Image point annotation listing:
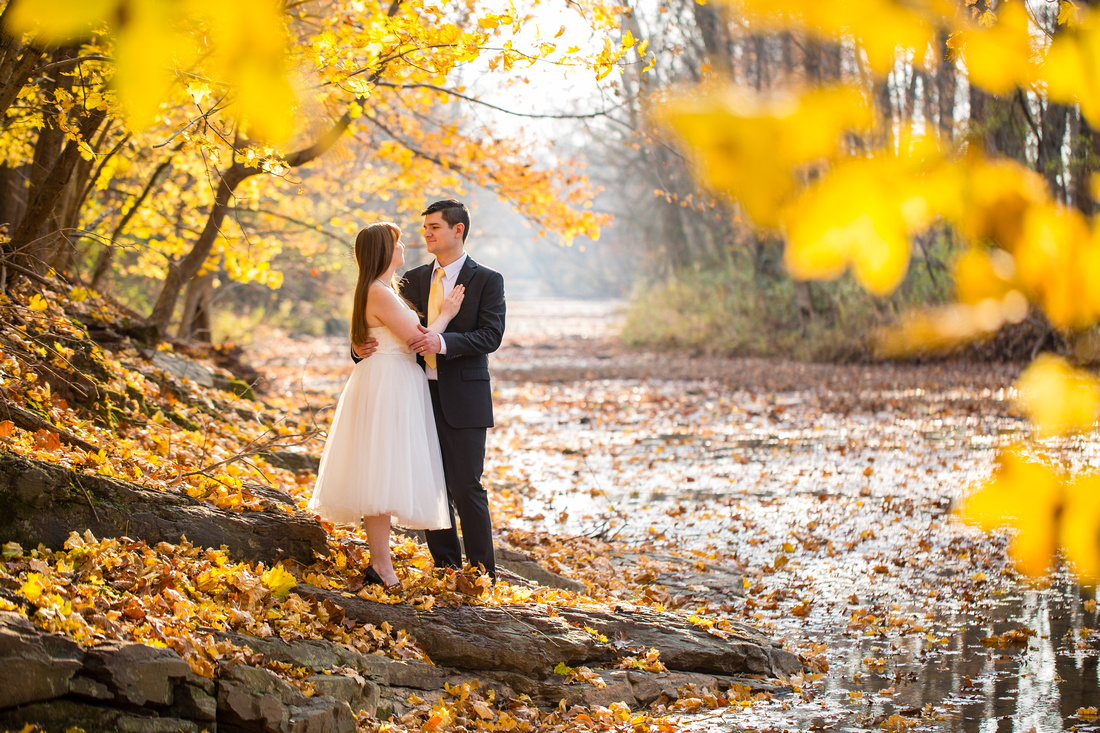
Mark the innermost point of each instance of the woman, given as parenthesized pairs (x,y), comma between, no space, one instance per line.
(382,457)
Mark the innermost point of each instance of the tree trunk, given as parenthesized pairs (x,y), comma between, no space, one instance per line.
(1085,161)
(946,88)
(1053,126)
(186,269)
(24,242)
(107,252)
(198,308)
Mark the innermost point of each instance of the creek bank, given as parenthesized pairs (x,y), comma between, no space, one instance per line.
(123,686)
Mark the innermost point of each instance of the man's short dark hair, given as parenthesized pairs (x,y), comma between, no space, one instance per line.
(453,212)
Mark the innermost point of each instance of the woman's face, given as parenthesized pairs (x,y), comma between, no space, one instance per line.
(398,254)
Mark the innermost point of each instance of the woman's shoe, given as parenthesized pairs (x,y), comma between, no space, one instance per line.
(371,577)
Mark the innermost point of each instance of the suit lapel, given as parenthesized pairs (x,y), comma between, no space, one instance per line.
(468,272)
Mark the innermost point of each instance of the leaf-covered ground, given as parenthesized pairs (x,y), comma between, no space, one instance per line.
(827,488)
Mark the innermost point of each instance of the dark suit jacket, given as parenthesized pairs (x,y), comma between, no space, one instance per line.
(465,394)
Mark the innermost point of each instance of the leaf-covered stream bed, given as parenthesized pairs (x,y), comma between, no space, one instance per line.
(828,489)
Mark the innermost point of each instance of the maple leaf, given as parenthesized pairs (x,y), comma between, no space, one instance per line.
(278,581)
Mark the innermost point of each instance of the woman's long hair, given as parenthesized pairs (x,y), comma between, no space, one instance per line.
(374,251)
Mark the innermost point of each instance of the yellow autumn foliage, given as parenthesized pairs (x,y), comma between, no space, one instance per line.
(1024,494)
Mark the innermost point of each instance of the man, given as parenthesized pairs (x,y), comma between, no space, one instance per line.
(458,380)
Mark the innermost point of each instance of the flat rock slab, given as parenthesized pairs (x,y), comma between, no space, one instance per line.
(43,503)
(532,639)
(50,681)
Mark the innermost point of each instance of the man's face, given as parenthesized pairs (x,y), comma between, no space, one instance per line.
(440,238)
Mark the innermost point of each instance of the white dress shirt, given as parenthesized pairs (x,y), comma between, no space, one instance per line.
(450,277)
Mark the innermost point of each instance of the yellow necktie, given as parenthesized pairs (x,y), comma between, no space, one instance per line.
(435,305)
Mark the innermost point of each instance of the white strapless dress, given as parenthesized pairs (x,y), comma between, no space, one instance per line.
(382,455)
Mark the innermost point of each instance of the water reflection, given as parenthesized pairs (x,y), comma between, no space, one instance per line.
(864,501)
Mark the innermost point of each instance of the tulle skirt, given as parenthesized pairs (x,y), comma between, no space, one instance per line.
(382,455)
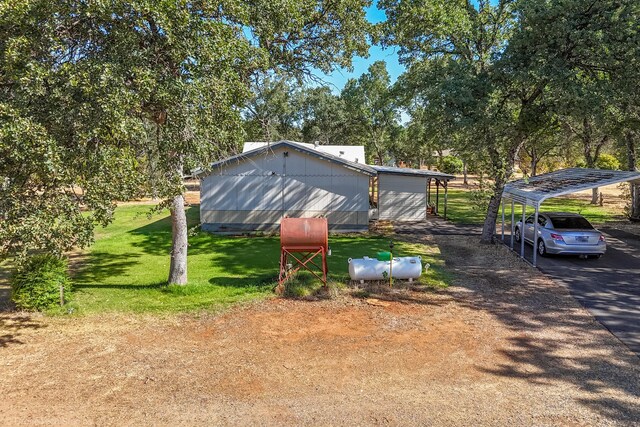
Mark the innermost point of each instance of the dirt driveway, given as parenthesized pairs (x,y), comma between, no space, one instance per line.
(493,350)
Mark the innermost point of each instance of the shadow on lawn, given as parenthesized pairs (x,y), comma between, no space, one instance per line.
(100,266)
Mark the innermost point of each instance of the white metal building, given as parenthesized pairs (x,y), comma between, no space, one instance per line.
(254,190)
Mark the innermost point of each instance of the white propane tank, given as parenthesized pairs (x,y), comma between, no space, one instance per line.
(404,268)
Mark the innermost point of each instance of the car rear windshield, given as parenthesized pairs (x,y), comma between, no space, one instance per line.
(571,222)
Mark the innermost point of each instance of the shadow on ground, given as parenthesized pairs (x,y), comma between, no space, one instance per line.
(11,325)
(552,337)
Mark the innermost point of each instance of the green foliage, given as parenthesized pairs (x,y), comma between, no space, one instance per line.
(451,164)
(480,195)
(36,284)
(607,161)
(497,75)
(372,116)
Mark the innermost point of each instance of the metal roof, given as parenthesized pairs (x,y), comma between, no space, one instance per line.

Request:
Reproduce every line of the listing above without changing anything, and leave the pictures out.

Answer:
Mark the innermost point of each instance of the woman, given as parenthesized pairs (x,y), comma between, no space, one instance per line.
(382,457)
Mark the innermost point of each instance of the tree trunk, given as parenthesized pairs (x,y), comma between, no space, one instance per line.
(1085,161)
(946,88)
(1053,126)
(186,269)
(24,242)
(107,252)
(198,308)
Mark the innermost point of each instance of the creek bank, given as parenthesized pairs (x,y), comma between, no space, one instance per line.
(123,686)
Mark the innermost point of each instance of the man's short dark hair, given as parenthesized pairs (x,y), comma between, no space, one instance per line.
(453,212)
Mark the innermost point of each instance of the woman's face, given as parenthesized pairs (x,y), comma between, no space, one instance per line.
(398,254)
Mark the innermost point of each instance of the woman's shoe, given as parenthesized pairs (x,y), comma between, no space, one instance per line.
(371,577)
Mark the innermost point of each instance of the suit lapel, given as parenthesized pairs (x,y), comma between, no space, one instance per line.
(468,272)
Mark the innermost point of each instance of the leaf-covered ground, given as parenthesized pairs (x,y), comma between, no space, one instance per line.
(827,488)
Mark the innermost point of each instance of the dark suit jacket, given as parenthesized pairs (x,y), comma between, no space, one instance per line.
(465,394)
Mark the innermost point of each instance of the leaf-covered stream bed, given as parenthesized pairs (x,y), comma between, no space, one instance per line.
(828,489)
Mark the innermost point of each instance of the maple leaf, given as parenthesized pairs (x,y), comma between, no space, one instance per line.
(278,581)
Mark the innermost point of each instance of the woman's long hair, given as parenthesized pairs (x,y), comma between, no space, one instance per line.
(374,251)
Mark the innermost point of each instance of the yellow autumn foliage, given as parenthesized pairs (x,y), comma between, no space, one instance per line.
(1024,494)
Mark the innermost point of each instance of the man, given as parenthesized pairs (x,y), comma between, no space, one instance per line.
(458,380)
Mark the innermost point of each instance of the flat rock slab, given as parenthesized pairs (x,y), comma between, no space, one instance per line.
(43,503)
(532,639)
(50,681)
Mark the innermost point of each instance of the man's face, given as parenthesized pairs (x,y), comma between, no space, one instance per line.
(440,238)
Mark the innermost point of each instance of the white dress shirt, given as parenthesized pairs (x,y), comma between, no space, one instance per line.
(450,277)
Mark the innermost point of each instance of the yellow necktie, given as parenthesized pairs (x,y), comma between, no space, one instance per line.
(435,305)
Mark the innermost point of each instance of the white strapless dress, given as parenthesized pairs (x,y), comma between, no space, one instance per line.
(382,455)
Mark the innermost point of each instance of the water reflection, given as parenthesized pairs (x,y), comma between, no space, one instance per line.
(864,501)
Mark the innermost point of each instance of the tulle skirt, given as parenthesized pairs (x,y), comma between, no space, one instance per line.
(382,455)
Mark the innermost point of each instance of the dirt driveway, given as parenthesized pairs (x,y), comma between, no space, one instance per line.
(493,350)
Mark the innermost point of each instance of the shadow on lawn, given as parenthesized pairs (x,y), comma between, no space, one instance per line.
(100,266)
Mark the innermost point of each instance of the white metal building, given as parenthesized pairs (x,y), comma between, no space, one instance per line.
(254,190)
Mark the innermost point of each instance of the white propane tank, given as parenthesized pairs (x,y), comma between, no space, one instance per line.
(404,268)
Mark the innermost point of each instance of the car rear windshield, given as parenthesized pairs (x,y), comma between, no space, one instance per line.
(571,222)
Mark the innermost point of each instance of the shadow on ground, given as parenthesized pairs (x,y), comma between, no space, one instance per line.
(11,325)
(552,337)
Mark the innermost point of each instance of the green foliage, given as parenthesized pairs (x,y), comma between, no space, one instance per line.
(451,164)
(480,195)
(36,284)
(607,161)
(497,75)
(372,116)
Mark the innermost point of each instance of the metal roof, given as parenthesized pairs (x,y), comma between, no space, one instance per line.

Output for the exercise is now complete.